## Task instructions
Copy out the data word for word, starting at the line containing "I bet you can't find the headphone ear" and ending with the last line of the data.

Region labeling data:
########################################

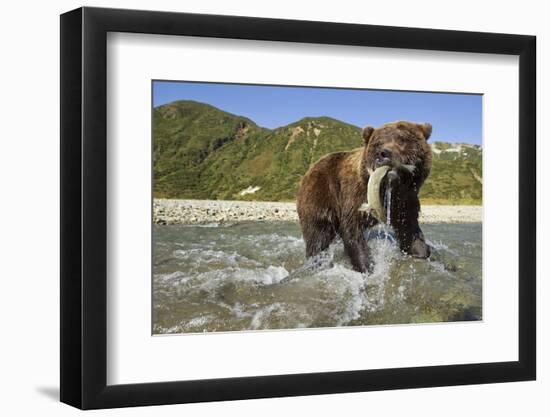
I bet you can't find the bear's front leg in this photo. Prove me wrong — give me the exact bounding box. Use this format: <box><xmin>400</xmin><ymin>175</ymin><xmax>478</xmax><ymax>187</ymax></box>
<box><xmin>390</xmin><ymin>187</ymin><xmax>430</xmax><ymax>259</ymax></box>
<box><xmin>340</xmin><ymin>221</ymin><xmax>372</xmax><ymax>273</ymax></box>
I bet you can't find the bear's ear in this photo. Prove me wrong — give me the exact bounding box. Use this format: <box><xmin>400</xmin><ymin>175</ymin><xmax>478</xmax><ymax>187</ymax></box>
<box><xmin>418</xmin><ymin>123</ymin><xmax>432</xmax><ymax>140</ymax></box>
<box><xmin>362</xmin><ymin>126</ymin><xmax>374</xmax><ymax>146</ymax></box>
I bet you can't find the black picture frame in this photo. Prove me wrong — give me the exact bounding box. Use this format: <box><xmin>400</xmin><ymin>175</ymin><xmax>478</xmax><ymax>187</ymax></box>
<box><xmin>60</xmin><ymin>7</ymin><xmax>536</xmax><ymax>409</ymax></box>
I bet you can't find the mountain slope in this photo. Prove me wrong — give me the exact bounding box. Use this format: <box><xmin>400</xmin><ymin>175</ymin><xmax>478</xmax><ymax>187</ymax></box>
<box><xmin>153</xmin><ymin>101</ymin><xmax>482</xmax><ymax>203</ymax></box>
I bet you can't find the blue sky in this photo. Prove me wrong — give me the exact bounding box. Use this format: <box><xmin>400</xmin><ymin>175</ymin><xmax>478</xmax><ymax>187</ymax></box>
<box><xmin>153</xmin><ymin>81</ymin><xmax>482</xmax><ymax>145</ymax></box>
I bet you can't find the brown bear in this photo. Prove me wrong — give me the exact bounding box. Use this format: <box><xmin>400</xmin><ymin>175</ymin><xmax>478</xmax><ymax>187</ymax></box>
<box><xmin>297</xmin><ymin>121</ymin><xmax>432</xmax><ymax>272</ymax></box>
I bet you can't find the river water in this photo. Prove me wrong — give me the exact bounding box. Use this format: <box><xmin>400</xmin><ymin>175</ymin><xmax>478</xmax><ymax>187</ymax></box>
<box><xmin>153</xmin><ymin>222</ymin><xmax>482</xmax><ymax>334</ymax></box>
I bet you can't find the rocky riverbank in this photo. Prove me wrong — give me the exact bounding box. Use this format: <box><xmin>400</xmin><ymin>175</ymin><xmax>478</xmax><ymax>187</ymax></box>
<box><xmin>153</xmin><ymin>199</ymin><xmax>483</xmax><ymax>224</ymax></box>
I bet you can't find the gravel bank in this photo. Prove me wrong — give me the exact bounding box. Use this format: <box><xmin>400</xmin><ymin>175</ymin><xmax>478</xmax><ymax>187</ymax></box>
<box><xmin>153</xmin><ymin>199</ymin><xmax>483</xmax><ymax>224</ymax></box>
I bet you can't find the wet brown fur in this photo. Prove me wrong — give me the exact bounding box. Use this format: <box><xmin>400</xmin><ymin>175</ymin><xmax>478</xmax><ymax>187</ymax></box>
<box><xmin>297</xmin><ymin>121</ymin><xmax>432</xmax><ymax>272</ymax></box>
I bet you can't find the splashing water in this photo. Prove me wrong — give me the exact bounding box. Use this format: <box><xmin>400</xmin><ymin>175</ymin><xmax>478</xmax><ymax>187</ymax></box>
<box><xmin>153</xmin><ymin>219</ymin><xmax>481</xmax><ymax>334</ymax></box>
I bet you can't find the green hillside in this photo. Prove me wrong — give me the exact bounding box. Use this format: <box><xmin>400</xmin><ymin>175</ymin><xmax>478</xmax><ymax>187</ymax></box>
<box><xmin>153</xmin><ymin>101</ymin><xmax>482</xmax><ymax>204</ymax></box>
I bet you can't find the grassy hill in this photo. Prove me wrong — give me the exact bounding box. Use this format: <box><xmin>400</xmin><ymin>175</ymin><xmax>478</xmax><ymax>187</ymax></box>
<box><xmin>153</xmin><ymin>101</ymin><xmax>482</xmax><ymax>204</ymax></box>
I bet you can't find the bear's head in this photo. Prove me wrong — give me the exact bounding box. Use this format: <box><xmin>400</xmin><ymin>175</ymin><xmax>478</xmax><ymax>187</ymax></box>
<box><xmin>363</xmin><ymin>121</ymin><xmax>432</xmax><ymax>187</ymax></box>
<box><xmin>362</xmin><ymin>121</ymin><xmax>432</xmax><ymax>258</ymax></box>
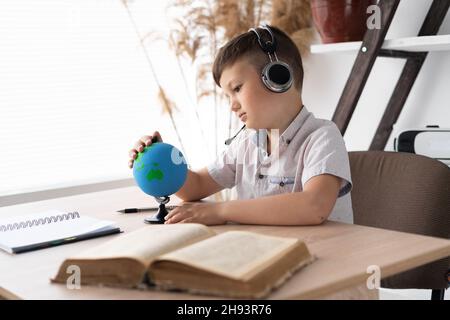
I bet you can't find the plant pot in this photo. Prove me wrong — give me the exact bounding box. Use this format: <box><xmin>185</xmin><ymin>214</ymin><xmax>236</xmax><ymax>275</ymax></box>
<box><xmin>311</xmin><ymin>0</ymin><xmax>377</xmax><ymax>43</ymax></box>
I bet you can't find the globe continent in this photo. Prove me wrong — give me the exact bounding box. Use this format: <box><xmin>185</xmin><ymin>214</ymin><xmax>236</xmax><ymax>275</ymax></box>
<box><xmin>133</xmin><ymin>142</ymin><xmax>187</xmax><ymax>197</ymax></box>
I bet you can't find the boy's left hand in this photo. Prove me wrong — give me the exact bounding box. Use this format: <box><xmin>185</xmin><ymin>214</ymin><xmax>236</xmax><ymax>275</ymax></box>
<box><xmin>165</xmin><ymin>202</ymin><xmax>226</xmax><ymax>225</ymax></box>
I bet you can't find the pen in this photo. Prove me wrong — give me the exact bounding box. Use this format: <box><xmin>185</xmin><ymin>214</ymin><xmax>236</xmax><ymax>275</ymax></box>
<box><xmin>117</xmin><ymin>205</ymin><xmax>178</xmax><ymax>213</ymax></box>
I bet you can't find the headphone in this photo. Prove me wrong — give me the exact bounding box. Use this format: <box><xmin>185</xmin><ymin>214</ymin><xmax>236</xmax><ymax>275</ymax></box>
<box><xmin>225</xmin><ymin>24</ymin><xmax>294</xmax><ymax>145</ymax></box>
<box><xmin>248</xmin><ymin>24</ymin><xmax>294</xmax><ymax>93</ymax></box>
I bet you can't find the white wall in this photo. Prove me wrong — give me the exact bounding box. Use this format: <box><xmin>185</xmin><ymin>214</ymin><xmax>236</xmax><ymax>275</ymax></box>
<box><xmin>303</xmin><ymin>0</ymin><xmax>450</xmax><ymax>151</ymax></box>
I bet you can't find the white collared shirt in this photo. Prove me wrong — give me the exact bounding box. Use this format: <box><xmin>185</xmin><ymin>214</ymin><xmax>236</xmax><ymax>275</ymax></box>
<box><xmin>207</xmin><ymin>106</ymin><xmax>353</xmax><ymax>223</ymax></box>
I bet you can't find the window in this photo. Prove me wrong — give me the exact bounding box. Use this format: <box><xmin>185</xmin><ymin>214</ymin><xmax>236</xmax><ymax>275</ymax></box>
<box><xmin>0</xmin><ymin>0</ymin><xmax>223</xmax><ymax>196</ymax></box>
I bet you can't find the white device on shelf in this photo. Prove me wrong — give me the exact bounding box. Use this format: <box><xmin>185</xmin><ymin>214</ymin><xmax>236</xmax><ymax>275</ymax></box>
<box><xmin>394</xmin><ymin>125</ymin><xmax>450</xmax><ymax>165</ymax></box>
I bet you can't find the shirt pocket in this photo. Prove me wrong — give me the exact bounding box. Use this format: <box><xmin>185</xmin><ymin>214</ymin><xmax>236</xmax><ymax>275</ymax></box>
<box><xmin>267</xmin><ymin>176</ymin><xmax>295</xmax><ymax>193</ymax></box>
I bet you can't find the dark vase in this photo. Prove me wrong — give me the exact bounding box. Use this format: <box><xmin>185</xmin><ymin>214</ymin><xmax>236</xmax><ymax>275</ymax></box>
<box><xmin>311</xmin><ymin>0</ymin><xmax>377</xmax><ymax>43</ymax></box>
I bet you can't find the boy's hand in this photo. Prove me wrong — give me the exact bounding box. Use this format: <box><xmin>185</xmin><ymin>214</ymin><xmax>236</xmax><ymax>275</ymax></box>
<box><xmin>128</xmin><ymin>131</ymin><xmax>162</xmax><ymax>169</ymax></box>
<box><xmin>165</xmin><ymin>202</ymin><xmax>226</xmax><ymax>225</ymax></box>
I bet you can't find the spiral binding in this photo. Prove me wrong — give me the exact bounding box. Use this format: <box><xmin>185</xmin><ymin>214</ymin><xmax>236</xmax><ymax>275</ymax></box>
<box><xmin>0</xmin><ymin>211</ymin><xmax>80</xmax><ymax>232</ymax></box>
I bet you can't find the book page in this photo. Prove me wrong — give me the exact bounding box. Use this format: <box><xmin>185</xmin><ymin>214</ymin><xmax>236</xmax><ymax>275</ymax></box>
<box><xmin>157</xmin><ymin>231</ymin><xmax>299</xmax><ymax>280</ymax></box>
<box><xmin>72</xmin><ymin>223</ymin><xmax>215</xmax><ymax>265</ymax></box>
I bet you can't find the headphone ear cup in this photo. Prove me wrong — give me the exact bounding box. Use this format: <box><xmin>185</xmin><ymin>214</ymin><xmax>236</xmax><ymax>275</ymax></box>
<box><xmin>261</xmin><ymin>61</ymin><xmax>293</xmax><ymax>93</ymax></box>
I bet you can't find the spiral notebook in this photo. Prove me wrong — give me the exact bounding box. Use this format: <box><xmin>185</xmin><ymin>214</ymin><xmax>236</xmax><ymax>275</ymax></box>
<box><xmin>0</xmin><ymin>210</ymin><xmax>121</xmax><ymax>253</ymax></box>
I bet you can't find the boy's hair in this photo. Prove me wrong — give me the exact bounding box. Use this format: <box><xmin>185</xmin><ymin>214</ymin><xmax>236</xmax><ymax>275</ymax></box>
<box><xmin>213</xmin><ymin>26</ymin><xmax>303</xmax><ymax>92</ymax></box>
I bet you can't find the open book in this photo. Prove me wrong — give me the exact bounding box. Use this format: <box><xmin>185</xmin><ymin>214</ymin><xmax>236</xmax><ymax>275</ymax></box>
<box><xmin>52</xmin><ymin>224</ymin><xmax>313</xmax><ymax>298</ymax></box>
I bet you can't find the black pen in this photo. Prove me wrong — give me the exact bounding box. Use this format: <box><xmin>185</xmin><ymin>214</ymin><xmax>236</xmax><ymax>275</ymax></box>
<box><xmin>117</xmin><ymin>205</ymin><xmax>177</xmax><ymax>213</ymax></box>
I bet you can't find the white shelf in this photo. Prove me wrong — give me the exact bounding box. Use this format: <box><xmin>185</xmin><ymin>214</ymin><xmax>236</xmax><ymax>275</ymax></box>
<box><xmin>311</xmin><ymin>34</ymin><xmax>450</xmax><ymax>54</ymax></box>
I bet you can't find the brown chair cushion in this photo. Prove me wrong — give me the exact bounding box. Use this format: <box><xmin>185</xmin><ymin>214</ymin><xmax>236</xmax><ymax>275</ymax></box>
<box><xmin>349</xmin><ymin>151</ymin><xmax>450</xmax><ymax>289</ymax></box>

########################################

## Full output
I bet you can't find the headphone ear cup in this photo. Prove me wrong — give me the exact bounding box. Use this format: <box><xmin>185</xmin><ymin>214</ymin><xmax>236</xmax><ymax>275</ymax></box>
<box><xmin>261</xmin><ymin>61</ymin><xmax>293</xmax><ymax>93</ymax></box>
I bet you can't find the spiral notebook in this photo. Prove me wrong — give me the exact bounding box. Use this format: <box><xmin>185</xmin><ymin>214</ymin><xmax>236</xmax><ymax>275</ymax></box>
<box><xmin>0</xmin><ymin>210</ymin><xmax>121</xmax><ymax>253</ymax></box>
I bet you can't find the boy's hair in this photo. Prove me wrong — give me the exact bounding box. Use this format: <box><xmin>185</xmin><ymin>214</ymin><xmax>236</xmax><ymax>275</ymax></box>
<box><xmin>213</xmin><ymin>26</ymin><xmax>303</xmax><ymax>92</ymax></box>
I bet you can't find the open book in this photo. Prove me wrong — give me the exact bounding box. Use this format: <box><xmin>185</xmin><ymin>214</ymin><xmax>236</xmax><ymax>275</ymax></box>
<box><xmin>52</xmin><ymin>224</ymin><xmax>313</xmax><ymax>298</ymax></box>
I bet you can't find the black pen in this photo. Prove me wrong — give me the exact bounding box. Use this format: <box><xmin>185</xmin><ymin>214</ymin><xmax>236</xmax><ymax>275</ymax></box>
<box><xmin>117</xmin><ymin>205</ymin><xmax>177</xmax><ymax>213</ymax></box>
I bet you can't find the white shelf in this photo. Prove me wrong — give me the exact bounding box. Use this format: <box><xmin>185</xmin><ymin>214</ymin><xmax>236</xmax><ymax>275</ymax></box>
<box><xmin>311</xmin><ymin>34</ymin><xmax>450</xmax><ymax>54</ymax></box>
I bet you can't find the brown chair cushion in this photo. Prove me wrong — give me the exact bounding box. Use this format: <box><xmin>185</xmin><ymin>214</ymin><xmax>236</xmax><ymax>275</ymax></box>
<box><xmin>349</xmin><ymin>151</ymin><xmax>450</xmax><ymax>289</ymax></box>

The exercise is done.